**Requirements**.
Render every line of the records below as a JSON list of strings, one string per line, with blank lines omitted.
■ ■ ■ ■ ■ ■ ■
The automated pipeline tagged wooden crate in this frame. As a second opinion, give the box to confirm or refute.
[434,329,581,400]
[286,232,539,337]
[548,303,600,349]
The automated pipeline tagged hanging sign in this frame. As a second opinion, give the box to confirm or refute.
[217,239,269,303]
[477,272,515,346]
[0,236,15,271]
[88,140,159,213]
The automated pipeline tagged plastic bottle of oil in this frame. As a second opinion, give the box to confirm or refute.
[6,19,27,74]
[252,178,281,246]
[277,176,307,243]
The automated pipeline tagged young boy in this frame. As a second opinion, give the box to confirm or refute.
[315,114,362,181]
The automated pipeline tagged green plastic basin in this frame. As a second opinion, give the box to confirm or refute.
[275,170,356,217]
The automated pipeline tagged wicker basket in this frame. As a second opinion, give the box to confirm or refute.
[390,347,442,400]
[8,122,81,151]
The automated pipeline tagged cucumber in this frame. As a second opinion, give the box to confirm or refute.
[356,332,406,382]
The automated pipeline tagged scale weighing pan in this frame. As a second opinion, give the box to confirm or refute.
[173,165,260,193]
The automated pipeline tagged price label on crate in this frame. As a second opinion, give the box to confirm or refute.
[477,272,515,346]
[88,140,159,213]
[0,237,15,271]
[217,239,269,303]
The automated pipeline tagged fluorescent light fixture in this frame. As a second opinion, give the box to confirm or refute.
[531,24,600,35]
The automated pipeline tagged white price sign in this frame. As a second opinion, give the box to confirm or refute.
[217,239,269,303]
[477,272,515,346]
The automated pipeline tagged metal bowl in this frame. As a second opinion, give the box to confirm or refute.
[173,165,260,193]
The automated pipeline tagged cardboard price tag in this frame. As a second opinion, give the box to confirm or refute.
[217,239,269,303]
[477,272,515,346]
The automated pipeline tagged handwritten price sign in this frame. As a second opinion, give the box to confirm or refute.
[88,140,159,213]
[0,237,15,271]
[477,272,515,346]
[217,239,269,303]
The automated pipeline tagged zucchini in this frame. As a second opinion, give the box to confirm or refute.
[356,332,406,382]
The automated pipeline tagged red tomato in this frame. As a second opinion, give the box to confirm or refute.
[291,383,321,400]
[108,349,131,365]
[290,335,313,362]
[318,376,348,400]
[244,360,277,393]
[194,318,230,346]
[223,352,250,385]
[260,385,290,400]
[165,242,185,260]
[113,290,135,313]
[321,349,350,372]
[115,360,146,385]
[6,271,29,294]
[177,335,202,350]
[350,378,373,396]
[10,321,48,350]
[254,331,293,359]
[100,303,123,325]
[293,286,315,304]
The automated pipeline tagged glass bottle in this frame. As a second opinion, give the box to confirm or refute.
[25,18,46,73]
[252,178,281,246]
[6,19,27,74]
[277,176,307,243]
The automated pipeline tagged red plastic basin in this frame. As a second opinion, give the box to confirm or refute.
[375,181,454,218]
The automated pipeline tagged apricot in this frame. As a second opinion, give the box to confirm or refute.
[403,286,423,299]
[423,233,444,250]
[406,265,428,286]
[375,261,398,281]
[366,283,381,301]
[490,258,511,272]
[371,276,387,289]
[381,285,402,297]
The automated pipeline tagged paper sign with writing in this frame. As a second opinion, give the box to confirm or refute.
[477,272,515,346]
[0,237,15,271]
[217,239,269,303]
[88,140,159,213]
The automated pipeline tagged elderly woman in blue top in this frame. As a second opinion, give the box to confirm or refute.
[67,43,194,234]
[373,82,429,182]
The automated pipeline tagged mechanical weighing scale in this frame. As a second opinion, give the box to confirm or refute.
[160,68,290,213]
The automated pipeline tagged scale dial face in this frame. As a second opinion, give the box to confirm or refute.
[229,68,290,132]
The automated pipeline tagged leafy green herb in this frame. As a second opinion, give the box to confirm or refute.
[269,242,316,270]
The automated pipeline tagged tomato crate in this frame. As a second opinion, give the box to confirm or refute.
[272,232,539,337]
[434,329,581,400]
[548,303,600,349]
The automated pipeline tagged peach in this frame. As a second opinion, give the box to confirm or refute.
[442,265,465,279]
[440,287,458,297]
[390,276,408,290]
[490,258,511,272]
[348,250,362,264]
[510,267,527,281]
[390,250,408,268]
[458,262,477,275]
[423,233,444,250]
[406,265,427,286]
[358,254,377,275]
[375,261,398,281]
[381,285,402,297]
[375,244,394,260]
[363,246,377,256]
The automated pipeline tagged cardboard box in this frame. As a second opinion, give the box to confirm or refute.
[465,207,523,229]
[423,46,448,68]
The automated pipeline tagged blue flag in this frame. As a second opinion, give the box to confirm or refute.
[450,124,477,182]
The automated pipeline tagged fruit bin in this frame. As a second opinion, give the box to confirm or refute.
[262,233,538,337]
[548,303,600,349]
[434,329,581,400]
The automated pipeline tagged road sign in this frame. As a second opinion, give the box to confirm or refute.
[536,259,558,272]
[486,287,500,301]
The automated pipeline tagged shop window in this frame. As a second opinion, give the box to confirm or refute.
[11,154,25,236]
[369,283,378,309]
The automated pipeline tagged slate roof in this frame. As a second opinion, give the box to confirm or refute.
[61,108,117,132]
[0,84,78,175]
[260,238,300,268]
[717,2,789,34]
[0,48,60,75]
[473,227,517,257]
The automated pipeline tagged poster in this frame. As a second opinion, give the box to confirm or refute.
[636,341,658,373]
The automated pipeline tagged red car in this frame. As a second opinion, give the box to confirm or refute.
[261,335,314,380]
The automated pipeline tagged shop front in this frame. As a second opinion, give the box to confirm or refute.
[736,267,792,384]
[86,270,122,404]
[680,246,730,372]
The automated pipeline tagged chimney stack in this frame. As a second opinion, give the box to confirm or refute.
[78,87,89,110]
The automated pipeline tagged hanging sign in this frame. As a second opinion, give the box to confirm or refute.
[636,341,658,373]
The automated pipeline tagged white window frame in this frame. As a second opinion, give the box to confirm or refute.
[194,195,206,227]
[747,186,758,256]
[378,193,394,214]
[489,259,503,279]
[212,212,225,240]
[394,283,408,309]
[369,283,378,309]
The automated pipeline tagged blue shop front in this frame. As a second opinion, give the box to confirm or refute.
■ ■ ■ ■ ■ ■ ■
**Exercise output**.
[
  "The automated pipeline tagged wooden crate in this frame. As a second opinion, give the box to confirm or refute.",
  "[434,329,581,400]",
  "[286,232,539,337]",
  "[548,303,600,349]",
  "The automated pipeline tagged hanging sign in this frame. As a second opinion, give the box to confirm or refute.",
  "[217,239,269,303]",
  "[477,272,515,346]",
  "[0,236,15,271]",
  "[88,140,159,213]",
  "The automated pipeline tagged plastic bottle of oil in this frame. As a second opinion, give the box to confirm or refute.",
  "[6,19,27,74]",
  "[252,178,281,246]",
  "[277,176,307,243]",
  "The automated pipeline tagged young boy in this frame. As a second opinion, give the box to confirm or refute.",
  "[315,114,362,181]",
  "The automated pipeline tagged green plastic basin in this frame. As a second opinion, give the box to confirm or refute.",
  "[275,170,356,217]",
  "The automated pipeline tagged wicker basket in this frame. As a second opinion, give the box to confirm or refute.",
  "[390,347,442,400]",
  "[8,122,81,151]",
  "The automated pipeline tagged cucumber in this frame. As a second opinion, give the box to confirm or refute.",
  "[356,332,406,382]",
  "The automated pipeline tagged scale weighing pan in this frame. As a second opinion, give the box to confirm or refute.",
  "[173,165,260,193]",
  "The automated pipeline tagged price label on crate in this frame. As a second opinion, give the box to confirm or refute.",
  "[477,272,515,346]",
  "[88,140,159,213]",
  "[0,237,15,271]",
  "[217,239,269,303]",
  "The automated pipeline tagged fluorescent light fixture in this frame. As a second opinion, give the box to confirm or refute.",
  "[531,24,600,35]",
  "The automated pipeline tagged white price sign in this frame. As a second opinion, give the box to confirm or refute.",
  "[217,239,269,303]",
  "[477,272,515,346]",
  "The automated pipeline tagged metal bowl in this frame. As a second opinion, give the box to confirm or refute.",
  "[173,165,260,193]",
  "The automated pipeline tagged cardboard price tag in this frame. As a second opinion, give the box to confirm or refute.",
  "[217,239,269,303]",
  "[477,272,515,346]",
  "The automated pipeline tagged handwritten price sign in this frame. As a second opinion, give the box to confirm or refute.",
  "[88,140,159,213]",
  "[0,237,15,271]",
  "[477,272,515,346]",
  "[217,239,269,303]",
  "The automated pipeline tagged zucchini in this frame. As a second opinion, give the box to confirm or refute.",
  "[356,332,406,382]",
  "The automated pipeline tagged red tomato in this frame. As a second opinion, give the box to confirm or refute.",
  "[291,383,321,400]",
  "[108,349,131,365]",
  "[290,335,313,362]",
  "[318,376,348,400]",
  "[244,360,277,393]",
  "[194,318,230,346]",
  "[223,352,250,385]",
  "[260,385,290,400]",
  "[165,242,185,260]",
  "[113,290,135,313]",
  "[321,349,350,372]",
  "[115,360,146,385]",
  "[6,271,29,294]",
  "[177,335,202,350]",
  "[350,378,373,396]",
  "[10,321,48,350]",
  "[254,331,293,359]",
  "[100,303,123,325]",
  "[293,286,315,304]",
  "The automated pipeline tagged glass bottle in this frame. As a second opinion, give the box to confirm or refute.",
  "[25,18,46,73]",
  "[252,178,281,246]",
  "[6,19,27,74]",
  "[277,176,307,243]",
  "The automated pipeline tagged red plastic basin in this frame. As a second opinion, give the box to confirm or refute.",
  "[375,181,454,218]",
  "The automated pipeline tagged apricot in this frame. As a second opinion, give the box to confirm or refute.",
  "[403,286,423,299]",
  "[423,233,444,250]",
  "[406,265,428,286]",
  "[375,261,398,281]",
  "[366,283,381,301]",
  "[490,258,511,272]",
  "[371,276,387,289]",
  "[381,285,402,297]",
  "The automated pipeline tagged paper sign with writing in this frame. As a second opinion, give the box to confirm or refute.",
  "[477,272,515,346]",
  "[0,237,15,271]",
  "[217,239,269,303]",
  "[88,140,159,213]",
  "The automated pipeline tagged elderly woman in blue top in this frame. As a second opinion, give the box to confirm or refute.",
  "[67,43,194,234]",
  "[373,82,429,182]",
  "The automated pipeline tagged mechanical weighing scale in this frame. As a second opinion, give the box to confirm or refute.",
  "[160,68,290,213]",
  "The automated pipeline tagged scale dial face in this frame. As a second opinion, give the box to confirm or refute.",
  "[229,68,290,132]",
  "The automated pipeline tagged leafy green herb in this frame. As a second opinion, give the box to confirm or refute.",
  "[269,242,316,270]",
  "The automated pipeline tagged tomato crate in this frame. As a second opinion, give the box to confirm or refute.",
  "[272,232,539,337]",
  "[434,329,581,400]",
  "[548,303,600,349]",
  "The automated pipeline tagged peach in this frame. As a second opinion, give the box to confirm or refute.",
  "[442,265,465,279]",
  "[440,287,458,297]",
  "[390,276,408,290]",
  "[490,258,511,272]",
  "[348,250,362,264]",
  "[510,267,527,281]",
  "[390,250,408,268]",
  "[458,262,477,275]",
  "[423,233,444,250]",
  "[406,265,427,286]",
  "[358,254,377,275]",
  "[375,261,398,281]",
  "[381,285,402,297]",
  "[375,244,394,260]",
  "[363,246,377,256]",
  "The automated pipeline tagged cardboard box in this frame. As a second opinion, give the box to confirm or refute.",
  "[465,207,523,229]",
  "[423,46,448,68]",
  "The automated pipeline tagged blue flag in this frame. As a second opinion, give the box to confirm or refute.",
  "[450,124,477,182]",
  "The automated pipeline tagged fruit bin in this frame. As a second opinion, give the box to confirm or refute.",
  "[262,233,538,337]",
  "[548,303,600,349]",
  "[434,329,581,400]",
  "The automated pipeline tagged road sign in this frame. As a second opinion, give the box to confirm or refute.",
  "[536,259,558,272]",
  "[486,287,500,301]",
  "The automated pipeline tagged shop window in this frame. As a second opinion, give the box to confirm or refute.",
  "[11,154,25,236]",
  "[369,283,378,309]",
  "The automated pipeline tagged slate roof in this frame. As a second opinion, give the box to confirm or refute.",
  "[61,108,117,132]",
  "[0,84,78,175]",
  "[260,238,300,268]",
  "[717,2,789,34]",
  "[0,48,60,75]",
  "[473,227,517,257]",
  "The automated pipeline tagged poster in this frame. As a second opinion, give the box to confirm or refute.",
  "[636,341,658,373]",
  "The automated pipeline tagged red car in this frame. As a second opinion, give the box to confirm or refute.",
  "[261,335,314,380]",
  "The automated pipeline tagged shop front in this frame. As a second opinion, give the box to confirm or refute.",
  "[736,267,792,384]",
  "[86,270,122,404]",
  "[680,246,730,372]",
  "The automated pipeline tagged chimney stack in this frame. As a second opinion, give the box to confirm or refute.",
  "[78,87,89,110]",
  "The automated pipeline tagged hanging sign in this frame. As a second opinion, give the box to confirm or refute.",
  "[636,341,658,373]",
  "The automated pipeline tagged white window frame in this frame. As a second opinion, give the box to confirm or refute.",
  "[194,195,206,227]",
  "[747,186,758,256]",
  "[378,193,394,214]",
  "[489,259,503,279]",
  "[212,212,225,240]",
  "[394,283,408,309]",
  "[369,283,378,309]",
  "The automated pipeline tagged blue shop front in this frame. As a second opinion, give the box to confirm or refute."
]